SOURCE >>
-=-=-=-=-

M.S.A.M.F., t. LXI, p. 267

    Au cours de l'Antiquité tardive, il y a une profonde modification de l'occupation de ce secteur. L'égout est remplacé par un fossé et la chaussée de la voie est perforée par des fosses. Durant la période médiévale, le secteur est fortement perturbé par des fosses. À partir du XIVe siècle, des terrassements et des regroupements parcellaires précèdent la construction de l'hôtel nobiliaire d'Agromont et, au XVIe siècle, de celui d'Assézat.

Frédéric Veyssière »

    Le Directeur remercie très vivement Frédéric Veyssière pour sa communication et au-delà pour tout le travail accompli par l’équipe qu’il a dirigée, et il le félicite de l’extraordinaire qualité de la fouille et de la précision des dégagements et des analyses. La conservation et la mise en valeur des éléments les plus remarquables révélés par la fouille ont-elles été envisagées ? La Compagnie constate qu’aucune réflexion n’a été menée pour intégrer les éventuels vestiges dans le projet, ce qui est d’autant plus regrettable que la profondeur de la stratigraphie était parfaitement connue. Les cryptes archéologiques de Saint-Pierre-des-Cuisines et du musée Saint-Raymond demeurent les seules de la ville. On souligne l’intérêt pédagogique qu’aurait pourtant présenté un tel aménagement dans le cadre de l’extension de la Fondation Bemberg.

    Le Directeur en vient ensuite à la problématique du site, relevant que la voie de 7 m de large bute sur un mur, la question étant de savoir, comme l’a bien montré Frédéric Veyssière, si cette rue desservait le théâtre. L’interprétation qui fait du bassin mis au jour à l’arrière de l’Hôtel d’Assézat un élément d’une domus peut être discutée, à moins d’imaginer une rue séparant le mur de scène d’une construction privée, ce qui ne paraît pas très satisfaisant. Frédéric Veyssière précise que la voie était tellement dégradée qu’elle n’a pas été vue sur le moment, et que c’est la découverte de l’égout qui l’a mise en évidence : il a alors fallu remonter la stratigraphie à travers la documentation de la fouille. Cet état de dégradation pourrait expliquer que la voie n’ait pas été repérée par la fouille de l’abbé Baccrabère sur la parcelle voisine, ce qui ne met nullement en cause les qualités du fouilleur.

-=-=-=-=-

DONNÉES EXTRAITES >>
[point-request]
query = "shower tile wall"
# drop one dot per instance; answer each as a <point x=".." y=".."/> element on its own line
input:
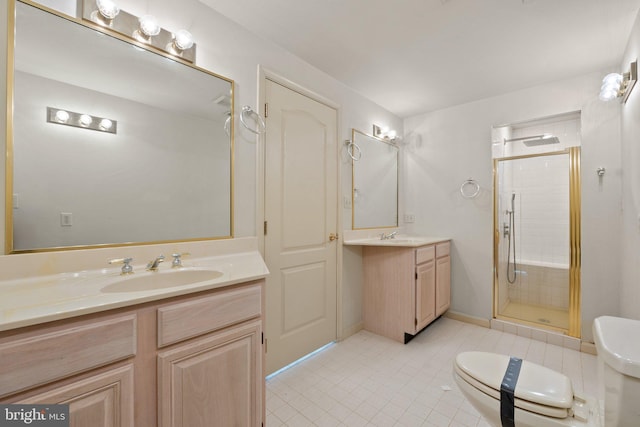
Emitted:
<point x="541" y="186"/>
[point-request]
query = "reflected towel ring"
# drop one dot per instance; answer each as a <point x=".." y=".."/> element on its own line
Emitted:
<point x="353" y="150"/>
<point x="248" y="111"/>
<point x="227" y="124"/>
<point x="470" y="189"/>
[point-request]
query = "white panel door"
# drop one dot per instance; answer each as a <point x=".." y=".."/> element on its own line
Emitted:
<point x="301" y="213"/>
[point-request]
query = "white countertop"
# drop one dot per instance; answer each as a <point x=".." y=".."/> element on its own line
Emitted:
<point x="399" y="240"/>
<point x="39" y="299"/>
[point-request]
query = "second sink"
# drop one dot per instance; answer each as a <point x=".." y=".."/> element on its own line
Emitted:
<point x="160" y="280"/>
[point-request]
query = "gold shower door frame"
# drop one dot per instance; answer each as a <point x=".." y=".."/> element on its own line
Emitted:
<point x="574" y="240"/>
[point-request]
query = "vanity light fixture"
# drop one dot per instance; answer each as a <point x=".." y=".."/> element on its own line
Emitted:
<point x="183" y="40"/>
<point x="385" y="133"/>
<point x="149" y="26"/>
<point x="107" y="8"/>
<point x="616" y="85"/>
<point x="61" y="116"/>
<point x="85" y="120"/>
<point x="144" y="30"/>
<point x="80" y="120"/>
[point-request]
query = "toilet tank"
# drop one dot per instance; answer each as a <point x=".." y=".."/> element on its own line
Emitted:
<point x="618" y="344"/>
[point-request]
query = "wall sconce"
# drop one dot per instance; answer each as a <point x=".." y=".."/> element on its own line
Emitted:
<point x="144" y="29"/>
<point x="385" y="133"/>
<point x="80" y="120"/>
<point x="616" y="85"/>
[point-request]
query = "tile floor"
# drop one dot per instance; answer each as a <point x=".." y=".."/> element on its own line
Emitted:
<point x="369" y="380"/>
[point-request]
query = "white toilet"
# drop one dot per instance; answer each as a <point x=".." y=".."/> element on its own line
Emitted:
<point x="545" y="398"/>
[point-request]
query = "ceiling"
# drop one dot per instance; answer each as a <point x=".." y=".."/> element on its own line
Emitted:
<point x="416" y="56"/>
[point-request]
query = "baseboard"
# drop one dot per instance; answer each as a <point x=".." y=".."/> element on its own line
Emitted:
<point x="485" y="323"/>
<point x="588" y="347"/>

-=-=-=-=-

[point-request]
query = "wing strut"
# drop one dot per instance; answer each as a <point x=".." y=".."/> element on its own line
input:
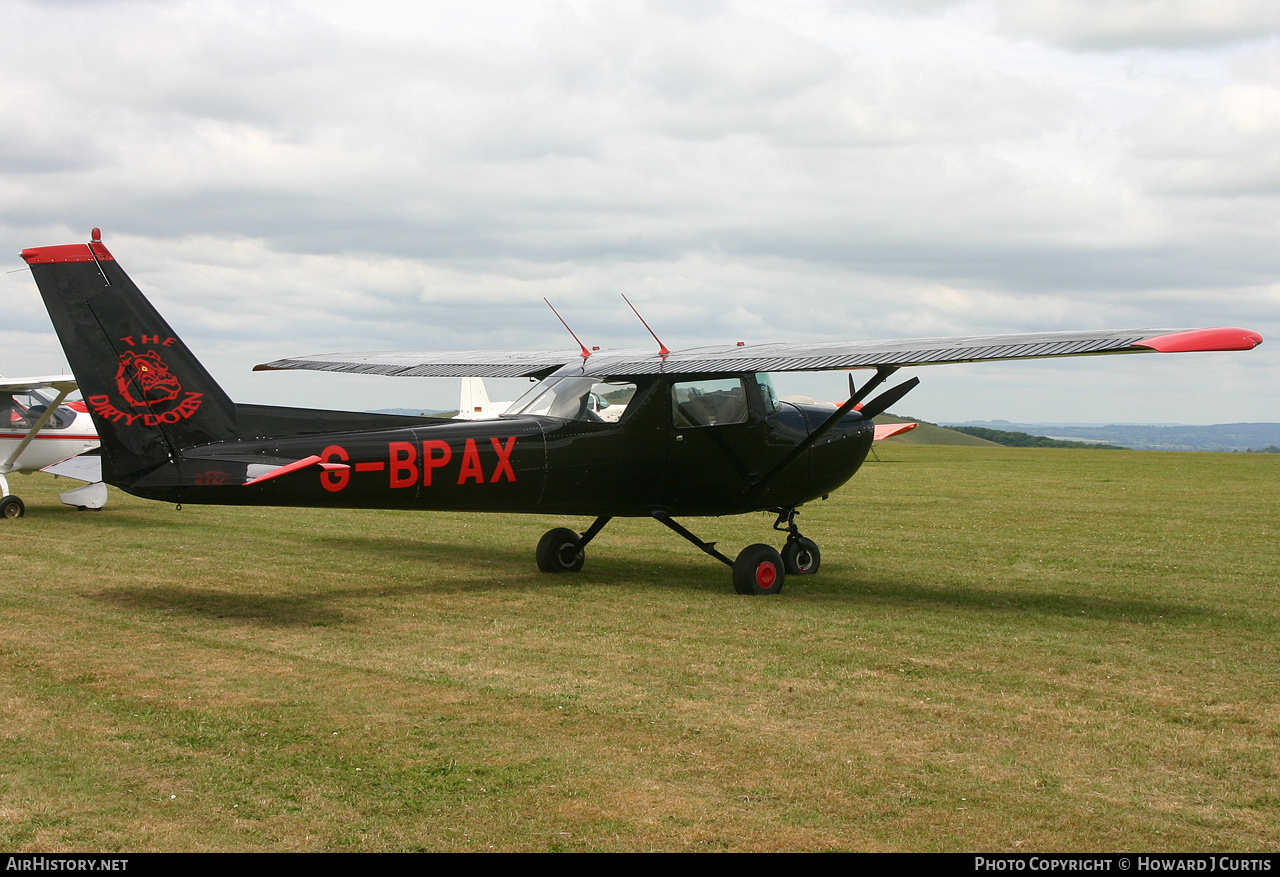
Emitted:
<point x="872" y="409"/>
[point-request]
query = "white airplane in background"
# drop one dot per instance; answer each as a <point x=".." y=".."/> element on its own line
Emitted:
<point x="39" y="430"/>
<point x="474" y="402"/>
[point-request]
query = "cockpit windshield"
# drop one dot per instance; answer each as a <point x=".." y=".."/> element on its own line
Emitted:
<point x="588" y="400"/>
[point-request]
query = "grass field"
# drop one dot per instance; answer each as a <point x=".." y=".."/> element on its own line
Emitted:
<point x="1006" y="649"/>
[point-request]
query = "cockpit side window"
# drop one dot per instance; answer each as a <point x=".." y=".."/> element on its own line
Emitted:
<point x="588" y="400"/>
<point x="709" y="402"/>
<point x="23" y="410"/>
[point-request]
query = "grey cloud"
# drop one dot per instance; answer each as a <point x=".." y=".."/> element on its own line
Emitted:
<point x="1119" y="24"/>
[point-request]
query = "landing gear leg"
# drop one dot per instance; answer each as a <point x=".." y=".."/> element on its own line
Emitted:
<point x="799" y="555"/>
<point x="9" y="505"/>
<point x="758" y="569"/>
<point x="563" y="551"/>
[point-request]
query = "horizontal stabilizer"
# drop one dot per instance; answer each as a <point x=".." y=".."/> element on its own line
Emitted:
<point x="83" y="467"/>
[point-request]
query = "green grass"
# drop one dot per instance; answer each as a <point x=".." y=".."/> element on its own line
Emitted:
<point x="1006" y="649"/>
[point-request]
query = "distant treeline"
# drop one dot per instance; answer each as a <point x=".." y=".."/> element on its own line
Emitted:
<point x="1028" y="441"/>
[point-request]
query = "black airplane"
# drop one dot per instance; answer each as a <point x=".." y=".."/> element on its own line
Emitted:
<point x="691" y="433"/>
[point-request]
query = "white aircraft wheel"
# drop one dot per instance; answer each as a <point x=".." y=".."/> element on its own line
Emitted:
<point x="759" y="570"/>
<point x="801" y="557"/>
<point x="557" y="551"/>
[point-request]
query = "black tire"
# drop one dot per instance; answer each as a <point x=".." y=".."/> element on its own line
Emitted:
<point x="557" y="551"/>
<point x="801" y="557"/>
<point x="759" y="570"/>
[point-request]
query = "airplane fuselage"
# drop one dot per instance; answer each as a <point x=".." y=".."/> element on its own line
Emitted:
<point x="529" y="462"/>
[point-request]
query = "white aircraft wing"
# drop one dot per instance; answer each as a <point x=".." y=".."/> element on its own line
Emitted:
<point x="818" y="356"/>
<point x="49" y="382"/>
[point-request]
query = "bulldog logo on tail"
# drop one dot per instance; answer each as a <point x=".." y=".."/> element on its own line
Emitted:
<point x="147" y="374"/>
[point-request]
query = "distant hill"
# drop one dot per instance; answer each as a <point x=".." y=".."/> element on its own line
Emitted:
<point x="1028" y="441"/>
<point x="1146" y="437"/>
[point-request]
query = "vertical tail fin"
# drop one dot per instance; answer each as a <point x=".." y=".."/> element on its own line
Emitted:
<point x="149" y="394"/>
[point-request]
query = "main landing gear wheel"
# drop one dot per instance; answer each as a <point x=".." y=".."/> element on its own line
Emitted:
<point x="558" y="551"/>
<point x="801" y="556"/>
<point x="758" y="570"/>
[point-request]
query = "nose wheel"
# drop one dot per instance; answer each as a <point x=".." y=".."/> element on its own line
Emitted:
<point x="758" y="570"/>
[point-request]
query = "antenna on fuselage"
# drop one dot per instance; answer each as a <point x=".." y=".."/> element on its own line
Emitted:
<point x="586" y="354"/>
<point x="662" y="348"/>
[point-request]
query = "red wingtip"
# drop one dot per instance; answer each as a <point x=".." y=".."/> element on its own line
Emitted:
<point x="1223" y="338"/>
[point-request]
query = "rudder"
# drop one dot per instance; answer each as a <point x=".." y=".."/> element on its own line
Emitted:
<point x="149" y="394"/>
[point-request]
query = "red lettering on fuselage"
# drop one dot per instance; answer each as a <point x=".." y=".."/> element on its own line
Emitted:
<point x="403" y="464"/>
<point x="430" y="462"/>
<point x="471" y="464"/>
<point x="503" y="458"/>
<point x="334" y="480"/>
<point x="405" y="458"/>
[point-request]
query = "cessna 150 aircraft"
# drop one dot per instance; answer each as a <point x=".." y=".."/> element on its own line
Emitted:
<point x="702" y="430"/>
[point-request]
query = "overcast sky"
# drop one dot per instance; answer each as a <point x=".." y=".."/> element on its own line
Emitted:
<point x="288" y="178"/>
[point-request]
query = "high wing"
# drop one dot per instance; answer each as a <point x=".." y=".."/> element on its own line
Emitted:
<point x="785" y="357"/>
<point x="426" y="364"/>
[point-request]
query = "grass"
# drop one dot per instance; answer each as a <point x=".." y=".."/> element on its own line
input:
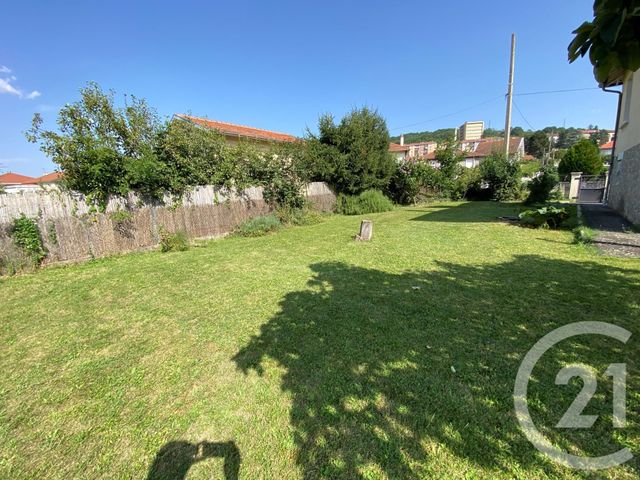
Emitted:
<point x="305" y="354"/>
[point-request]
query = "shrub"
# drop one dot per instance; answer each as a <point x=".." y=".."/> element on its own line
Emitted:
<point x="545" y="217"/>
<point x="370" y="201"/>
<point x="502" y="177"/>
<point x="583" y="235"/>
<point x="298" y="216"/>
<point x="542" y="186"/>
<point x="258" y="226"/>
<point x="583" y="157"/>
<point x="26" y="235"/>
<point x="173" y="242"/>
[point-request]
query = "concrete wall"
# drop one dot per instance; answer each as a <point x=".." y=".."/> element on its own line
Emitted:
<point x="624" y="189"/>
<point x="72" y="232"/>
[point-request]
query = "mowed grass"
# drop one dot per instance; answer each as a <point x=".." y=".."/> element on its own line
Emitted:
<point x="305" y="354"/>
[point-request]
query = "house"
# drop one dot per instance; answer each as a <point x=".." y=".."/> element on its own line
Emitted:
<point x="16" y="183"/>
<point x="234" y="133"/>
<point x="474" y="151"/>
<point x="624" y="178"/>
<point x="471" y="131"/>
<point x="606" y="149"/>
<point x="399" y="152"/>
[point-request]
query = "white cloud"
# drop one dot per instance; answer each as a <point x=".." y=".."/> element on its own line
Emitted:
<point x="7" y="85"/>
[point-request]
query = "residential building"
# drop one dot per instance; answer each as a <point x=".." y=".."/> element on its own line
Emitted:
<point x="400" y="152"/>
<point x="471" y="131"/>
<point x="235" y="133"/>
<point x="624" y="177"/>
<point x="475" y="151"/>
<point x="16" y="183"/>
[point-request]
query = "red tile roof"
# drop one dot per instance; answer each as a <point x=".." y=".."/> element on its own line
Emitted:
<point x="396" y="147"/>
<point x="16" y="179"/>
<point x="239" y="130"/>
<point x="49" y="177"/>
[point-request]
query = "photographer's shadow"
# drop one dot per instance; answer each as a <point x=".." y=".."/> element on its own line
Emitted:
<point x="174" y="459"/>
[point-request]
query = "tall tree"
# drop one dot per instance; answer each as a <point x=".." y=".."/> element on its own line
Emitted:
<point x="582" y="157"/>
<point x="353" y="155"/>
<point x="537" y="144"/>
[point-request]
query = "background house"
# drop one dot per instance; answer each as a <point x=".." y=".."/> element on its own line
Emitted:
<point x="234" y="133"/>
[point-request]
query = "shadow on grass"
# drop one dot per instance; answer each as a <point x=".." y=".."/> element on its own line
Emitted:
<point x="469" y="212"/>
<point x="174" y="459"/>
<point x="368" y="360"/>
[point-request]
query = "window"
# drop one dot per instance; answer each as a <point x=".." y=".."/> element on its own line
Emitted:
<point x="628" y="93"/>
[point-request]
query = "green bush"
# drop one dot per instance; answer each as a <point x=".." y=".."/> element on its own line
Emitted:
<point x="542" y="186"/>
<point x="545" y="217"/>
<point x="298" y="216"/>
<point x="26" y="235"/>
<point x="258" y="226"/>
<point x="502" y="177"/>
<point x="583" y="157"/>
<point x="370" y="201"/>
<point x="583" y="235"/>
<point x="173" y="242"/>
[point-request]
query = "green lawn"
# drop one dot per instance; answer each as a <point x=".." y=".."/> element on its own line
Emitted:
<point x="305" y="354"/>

-=-=-=-=-

SÉRIE DE TÂCHES >>
**A.** Selon la source, quelle largeur a la voie qui bute sur un mur ?
**B.** Rédigez la suite de la source sur la fouille de l'Hôtel d'Assézat, en commençant après sa dernière phrase.
Les items constituent un matériau distinct, indépendant de la source.

RÉSULTATS PAR TÂCHE >>
**A.** La voie mesure 7 m de large.

**B.**
    Après avoir rappelé qu’une rue suppose en principe l’aménagement d’un égout et de deux trottoirs entre deux murs, le Directeur demande s’il n’est pas possible d’imaginer une cour munie d’un égout. Pour Frédéric Veyssière l’hypothèse est possible, mais celle de la rue est beaucoup plus séduisante.

TOULOUSE, 5 RUE DE L'ÉCHARPE, 
vue d'ensemble de la fouille réalisée lors de l'extension des locaux de la Fondation Bemberg.


M.S.A.M.F., t. LXI, p. 268

TOULOUSE,  RUE DE L'ÉCHARPE, situation des vestiges mis au jour lors des différentes fouilles dans le quartier du théâtre romain.
Dessin Q. Cazes, 1999.


M.S.A.M.F., t. LXI, p. 269

    Quitterie Cazes note que l’épaisseur du mur, 1,50 m, en fait un mur extraordinaire. Frédéric Veyssière l’admet et suppose qu’il puisse se rattacher à l’ensemble du théâtre, mais il garde à l’esprit qu’une fouille aussi limitée ne permet qu’une vision très partielle. Tous deux conviennent d’en rediscuter.
    Jean-Luc Boudartchouk demande si le revêtement de la voie était bombé. Frédéric Veyssière confirme qu’il s’agissait bien du revêtement, bien qu’il ait été en grande partie démonté alors que l’on pensait qu’il s’agissait d’un remblai.

    Bruno Tollon évoque l’achat par Pierre d’Assézat, en 1555, de cet immeuble où se trouvait une cour qui lui permettait d’éclairer l’escalier de son hôtel, immeuble qu’il a continué à louer. Une couverture photographique de ces élévations a-t-elle été réalisée ? Frédéric Veyssière dit qu'il en existe quelques photographies qui pourraient être complétées par des vues de la fouille.
    Répondant à Gabriel Burroni, Frédéric Veyssière précise que l’égout présentait une très légère pente en direction de la Garonne.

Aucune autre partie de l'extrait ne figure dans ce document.